■ PROBLEM DETAILS:
Rewrite every one of the records below, putting "Mark" in place of each "Tag" and leaving everything else unchanged.
[BEGIN]
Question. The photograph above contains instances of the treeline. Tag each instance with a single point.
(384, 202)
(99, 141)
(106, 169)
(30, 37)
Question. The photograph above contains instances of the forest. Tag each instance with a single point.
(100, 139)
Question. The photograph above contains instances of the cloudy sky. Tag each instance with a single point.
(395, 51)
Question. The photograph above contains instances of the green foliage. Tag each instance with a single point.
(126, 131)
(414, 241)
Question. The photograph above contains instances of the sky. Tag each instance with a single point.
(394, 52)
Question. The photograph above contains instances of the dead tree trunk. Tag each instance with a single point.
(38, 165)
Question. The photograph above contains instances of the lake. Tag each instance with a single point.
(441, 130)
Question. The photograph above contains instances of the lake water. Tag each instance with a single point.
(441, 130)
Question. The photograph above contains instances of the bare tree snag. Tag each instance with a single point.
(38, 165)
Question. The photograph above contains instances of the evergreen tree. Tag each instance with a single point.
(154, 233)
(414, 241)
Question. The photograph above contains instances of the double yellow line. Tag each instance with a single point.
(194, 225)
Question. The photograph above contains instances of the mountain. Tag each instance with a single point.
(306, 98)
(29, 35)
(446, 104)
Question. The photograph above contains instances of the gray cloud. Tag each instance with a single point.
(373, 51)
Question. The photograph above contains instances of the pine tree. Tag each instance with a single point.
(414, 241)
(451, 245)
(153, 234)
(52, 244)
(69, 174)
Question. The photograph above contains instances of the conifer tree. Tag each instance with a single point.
[END]
■ RESULT OF THIS EXERCISE:
Question. The photograph above contains instances of the treeline. Mark each instance with a single point.
(384, 202)
(99, 141)
(106, 169)
(30, 37)
Question. The photograph above contains instances of the forest. Mark each instance with a single point.
(100, 139)
Question. The photograph above contains instances of the cloudy sky. Mark each instance with a single point.
(395, 51)
Question. The photograph above contains instances of the green foliage. Mark each instance with a single point.
(126, 131)
(414, 241)
Question. The photograph above contains instances of the sky. Mark each instance with a single point.
(394, 52)
Question. The photograph above contains instances of the dead tree trunk. Mark each instance with a single point.
(38, 165)
Question. The photograph above contains instances of the lake. Mark each instance with a single point.
(441, 130)
Question. The photograph above contains instances of the lake water. Mark each instance with a single point.
(441, 130)
Question. The photograph above contains instances of the bare tree snag. Mark each instance with a single point.
(38, 165)
Question. The photograph above contains instances of the evergreen tree. Mark each instance with a single point.
(154, 233)
(414, 241)
Question. The photograph above contains instances of the double yellow line. Mark each instance with a single point.
(194, 225)
Question. The photograph above contains instances of the mountain. Mark each instance with a single point.
(306, 98)
(29, 35)
(446, 104)
Question. The photograph above contains instances of the gray cloud. Mark each instance with a single point.
(373, 51)
Question. The photograph above contains instances of the pine tree. Mark each instance with a single point.
(414, 241)
(451, 245)
(153, 234)
(52, 244)
(69, 174)
Question. The photograph above contains instances of the conifer tree. Mark each instance with a single point.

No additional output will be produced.